◆ Supplied records:
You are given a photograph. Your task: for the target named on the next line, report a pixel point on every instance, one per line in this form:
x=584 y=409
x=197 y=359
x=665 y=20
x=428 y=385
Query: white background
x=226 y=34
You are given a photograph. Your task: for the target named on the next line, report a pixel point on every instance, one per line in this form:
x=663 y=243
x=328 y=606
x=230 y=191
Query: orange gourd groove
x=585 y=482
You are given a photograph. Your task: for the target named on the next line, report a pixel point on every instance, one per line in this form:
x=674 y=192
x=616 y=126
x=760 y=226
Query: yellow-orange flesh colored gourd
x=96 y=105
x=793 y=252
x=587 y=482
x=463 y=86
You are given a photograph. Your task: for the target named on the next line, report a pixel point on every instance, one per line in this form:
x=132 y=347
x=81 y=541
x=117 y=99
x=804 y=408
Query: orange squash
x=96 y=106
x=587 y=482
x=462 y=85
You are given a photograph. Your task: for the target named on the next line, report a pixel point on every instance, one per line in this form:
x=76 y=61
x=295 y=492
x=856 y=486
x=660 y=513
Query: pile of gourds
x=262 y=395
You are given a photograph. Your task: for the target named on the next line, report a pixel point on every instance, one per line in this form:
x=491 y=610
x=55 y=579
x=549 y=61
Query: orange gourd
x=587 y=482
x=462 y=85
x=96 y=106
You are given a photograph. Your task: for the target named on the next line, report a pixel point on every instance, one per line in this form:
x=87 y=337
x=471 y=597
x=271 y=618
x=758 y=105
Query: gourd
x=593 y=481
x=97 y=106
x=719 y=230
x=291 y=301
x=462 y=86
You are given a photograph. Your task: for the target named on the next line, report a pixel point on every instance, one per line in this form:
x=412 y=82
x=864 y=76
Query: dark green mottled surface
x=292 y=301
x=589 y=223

◆ Exercise description: Reprint every entry exactly.

◆ Your solution:
You are given a photograph. Your task: for the target named on the next line, report a pixel point on every instance, one per line in this form:
x=584 y=409
x=197 y=359
x=665 y=20
x=428 y=385
Query: white background
x=226 y=34
You are given a photograph. Your task: for the target named on the next line, report a pixel point on every instance, one per line in this form:
x=663 y=243
x=328 y=606
x=230 y=191
Query: orange gourd groove
x=585 y=482
You are given a photograph. Your task: for the target named on the next line, report a pixel point on every instance, one per line in this form:
x=674 y=192
x=616 y=126
x=760 y=226
Query: yellow-orange flesh colored gourd
x=96 y=105
x=793 y=252
x=587 y=482
x=463 y=86
You are given a photograph. Your task: for the target named on the next line, report a pixel point on every instance, one per line in this form:
x=132 y=347
x=81 y=541
x=117 y=99
x=804 y=408
Query: orange squash
x=96 y=106
x=587 y=482
x=462 y=85
You are given a photograph. Your task: for the target named on the next line, report a pixel point on every instance, one per line in this form:
x=76 y=61
x=295 y=492
x=856 y=486
x=660 y=513
Query: pile of gourds
x=262 y=395
You are given a photograph. Your task: for the target named on the next line, report a pixel point on every instance, one per line in this form:
x=491 y=610
x=55 y=579
x=549 y=61
Query: orange gourd
x=587 y=482
x=462 y=85
x=96 y=106
You are given a photograph. Your task: for the target named on the next line, report a pixel point on every instance, one per line in this form:
x=87 y=337
x=471 y=597
x=271 y=618
x=758 y=105
Query: gourd
x=593 y=481
x=97 y=106
x=719 y=230
x=291 y=301
x=462 y=86
You are given a photograph. Your task: for the target named on the next line, report a pixel point on every instance, one per line in this form:
x=412 y=82
x=864 y=76
Query: dark green mottled surface
x=292 y=301
x=589 y=223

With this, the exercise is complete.